> [PROBLEM TO WORK ON]: Find each line in the records that contains the word "hand" and copy those lines out in full.

Records from a data source
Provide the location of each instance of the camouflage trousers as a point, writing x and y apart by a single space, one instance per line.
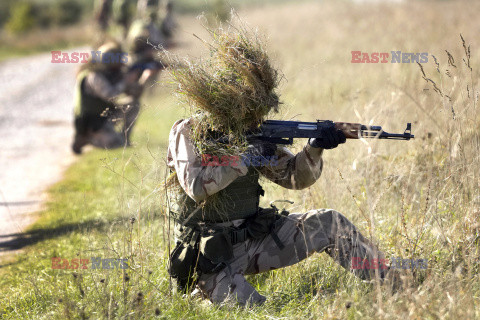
302 234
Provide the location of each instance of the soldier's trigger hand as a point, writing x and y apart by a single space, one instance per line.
261 148
330 138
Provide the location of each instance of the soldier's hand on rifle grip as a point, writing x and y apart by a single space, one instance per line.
330 138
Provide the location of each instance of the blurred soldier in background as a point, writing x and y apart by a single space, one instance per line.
104 93
145 41
103 13
124 12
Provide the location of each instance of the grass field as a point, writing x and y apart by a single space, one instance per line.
418 199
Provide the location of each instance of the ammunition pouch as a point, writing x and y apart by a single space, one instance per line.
267 221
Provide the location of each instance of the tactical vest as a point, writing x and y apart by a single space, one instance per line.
239 200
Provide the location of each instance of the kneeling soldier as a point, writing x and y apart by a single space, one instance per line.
222 234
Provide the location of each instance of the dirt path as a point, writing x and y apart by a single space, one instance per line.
35 135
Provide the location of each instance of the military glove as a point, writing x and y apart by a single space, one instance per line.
262 148
330 138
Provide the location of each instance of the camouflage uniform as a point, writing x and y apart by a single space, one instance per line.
301 233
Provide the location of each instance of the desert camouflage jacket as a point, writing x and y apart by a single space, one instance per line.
199 181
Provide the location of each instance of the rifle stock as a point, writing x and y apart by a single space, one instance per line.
283 132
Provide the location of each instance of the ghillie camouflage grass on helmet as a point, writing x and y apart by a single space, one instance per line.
230 93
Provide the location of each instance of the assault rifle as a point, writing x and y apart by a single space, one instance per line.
144 65
283 132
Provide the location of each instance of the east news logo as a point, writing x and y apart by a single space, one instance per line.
93 263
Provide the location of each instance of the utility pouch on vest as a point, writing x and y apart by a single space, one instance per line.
183 261
266 222
217 247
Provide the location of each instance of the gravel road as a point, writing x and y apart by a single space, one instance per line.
36 99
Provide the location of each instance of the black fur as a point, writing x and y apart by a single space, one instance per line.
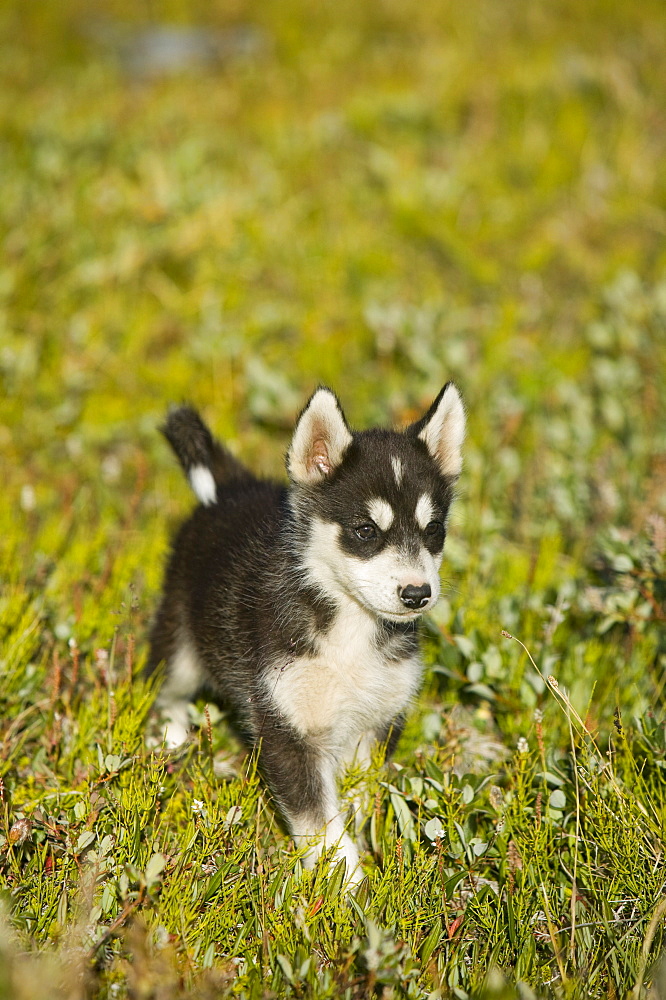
236 593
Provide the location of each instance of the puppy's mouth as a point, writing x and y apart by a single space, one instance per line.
401 616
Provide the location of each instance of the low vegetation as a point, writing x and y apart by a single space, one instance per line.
379 197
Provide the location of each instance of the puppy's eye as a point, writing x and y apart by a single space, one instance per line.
434 528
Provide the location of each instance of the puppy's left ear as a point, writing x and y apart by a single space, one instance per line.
320 440
443 430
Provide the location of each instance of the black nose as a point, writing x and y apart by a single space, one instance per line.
415 597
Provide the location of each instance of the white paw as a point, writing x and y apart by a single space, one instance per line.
175 734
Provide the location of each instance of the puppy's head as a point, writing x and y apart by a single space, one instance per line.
374 504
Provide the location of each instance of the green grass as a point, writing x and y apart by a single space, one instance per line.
378 196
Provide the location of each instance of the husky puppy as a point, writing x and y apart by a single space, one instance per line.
297 606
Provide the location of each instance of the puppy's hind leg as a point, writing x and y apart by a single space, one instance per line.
183 680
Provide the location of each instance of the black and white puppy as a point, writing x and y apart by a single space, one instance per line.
297 606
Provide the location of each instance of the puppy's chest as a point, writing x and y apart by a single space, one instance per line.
351 685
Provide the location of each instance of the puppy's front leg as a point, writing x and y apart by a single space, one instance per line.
302 778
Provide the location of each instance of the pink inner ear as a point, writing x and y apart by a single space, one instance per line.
319 458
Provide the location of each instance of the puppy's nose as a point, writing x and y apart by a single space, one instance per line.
415 597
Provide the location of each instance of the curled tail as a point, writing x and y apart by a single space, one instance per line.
206 463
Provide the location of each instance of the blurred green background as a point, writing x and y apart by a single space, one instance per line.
229 203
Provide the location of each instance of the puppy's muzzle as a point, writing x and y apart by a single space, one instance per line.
415 597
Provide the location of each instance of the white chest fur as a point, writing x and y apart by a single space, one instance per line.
348 688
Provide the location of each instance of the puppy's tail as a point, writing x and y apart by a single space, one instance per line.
206 463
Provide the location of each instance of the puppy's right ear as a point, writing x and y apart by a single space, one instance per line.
320 440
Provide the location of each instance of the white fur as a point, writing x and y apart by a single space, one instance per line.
309 833
203 484
445 432
182 683
381 513
374 583
320 440
425 511
357 689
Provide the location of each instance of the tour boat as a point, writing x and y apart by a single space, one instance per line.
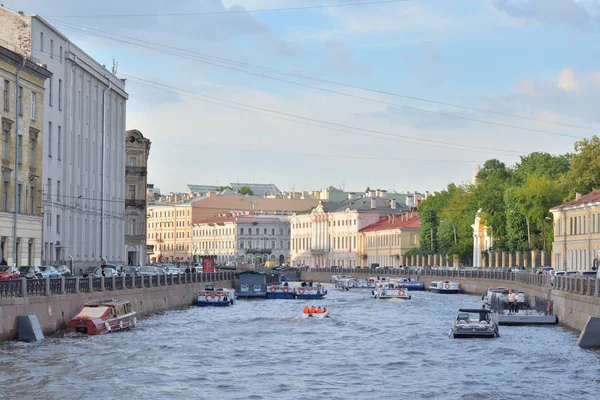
97 317
391 291
280 292
316 315
409 284
474 323
310 292
445 287
222 297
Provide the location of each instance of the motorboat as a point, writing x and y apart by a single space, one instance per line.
280 291
391 291
221 297
445 287
310 292
474 323
97 317
409 284
324 314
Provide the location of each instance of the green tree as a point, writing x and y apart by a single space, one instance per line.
246 190
428 231
584 173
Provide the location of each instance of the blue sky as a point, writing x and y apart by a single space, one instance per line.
530 58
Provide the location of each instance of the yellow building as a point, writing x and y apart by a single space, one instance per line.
576 233
387 241
22 116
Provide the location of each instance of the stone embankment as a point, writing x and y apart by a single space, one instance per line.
574 299
56 301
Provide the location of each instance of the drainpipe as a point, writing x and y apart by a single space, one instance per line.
17 103
104 93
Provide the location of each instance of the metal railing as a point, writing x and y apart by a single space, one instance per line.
577 285
42 287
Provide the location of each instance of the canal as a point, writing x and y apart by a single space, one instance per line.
263 350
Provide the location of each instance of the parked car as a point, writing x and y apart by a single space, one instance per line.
30 272
7 273
109 271
63 270
48 271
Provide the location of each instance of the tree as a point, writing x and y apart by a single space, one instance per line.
428 231
246 190
584 173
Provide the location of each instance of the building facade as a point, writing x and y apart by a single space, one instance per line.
83 150
137 150
243 238
328 234
387 241
22 128
576 243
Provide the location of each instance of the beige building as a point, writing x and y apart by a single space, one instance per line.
22 120
137 150
577 233
385 242
171 218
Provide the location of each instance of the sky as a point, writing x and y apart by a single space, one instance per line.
398 95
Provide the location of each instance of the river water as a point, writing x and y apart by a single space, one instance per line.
263 350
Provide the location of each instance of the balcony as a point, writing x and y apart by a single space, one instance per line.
142 171
135 203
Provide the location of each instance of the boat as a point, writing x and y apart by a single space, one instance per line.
474 323
409 284
445 287
97 317
280 292
221 297
391 291
324 314
310 292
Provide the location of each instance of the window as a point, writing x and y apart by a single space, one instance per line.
5 150
20 100
19 148
33 95
19 196
49 139
5 188
32 150
59 142
6 96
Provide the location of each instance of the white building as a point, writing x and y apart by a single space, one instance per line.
328 234
248 238
84 146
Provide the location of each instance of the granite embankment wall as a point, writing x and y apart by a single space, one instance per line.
572 309
54 311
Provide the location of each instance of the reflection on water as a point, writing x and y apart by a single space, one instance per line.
264 350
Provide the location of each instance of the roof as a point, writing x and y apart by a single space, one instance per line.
588 198
394 222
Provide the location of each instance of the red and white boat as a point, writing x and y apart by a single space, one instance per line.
97 317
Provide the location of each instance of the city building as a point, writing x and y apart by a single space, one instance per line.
243 238
83 150
386 242
576 243
327 235
171 218
137 150
22 123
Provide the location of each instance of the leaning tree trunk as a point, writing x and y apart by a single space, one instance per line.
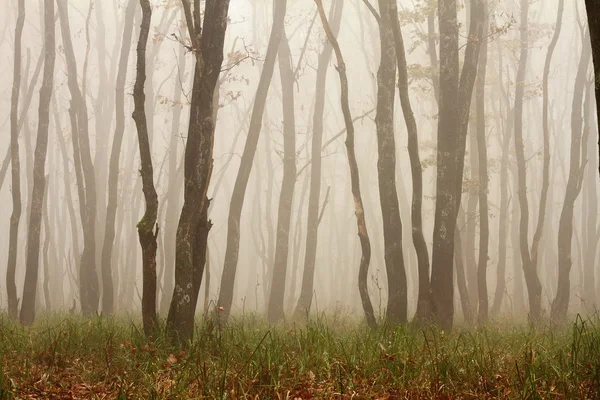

> [SOLUTION FOR THIS TASK]:
Provide the location of each instance of the soldier's trigger hand as a point, writing x and y apart by a single space, one instance per line.
Provide the location of each instance of the soldier's hand on rifle grip as a point, writing x and y apart by a single space, one instance per line.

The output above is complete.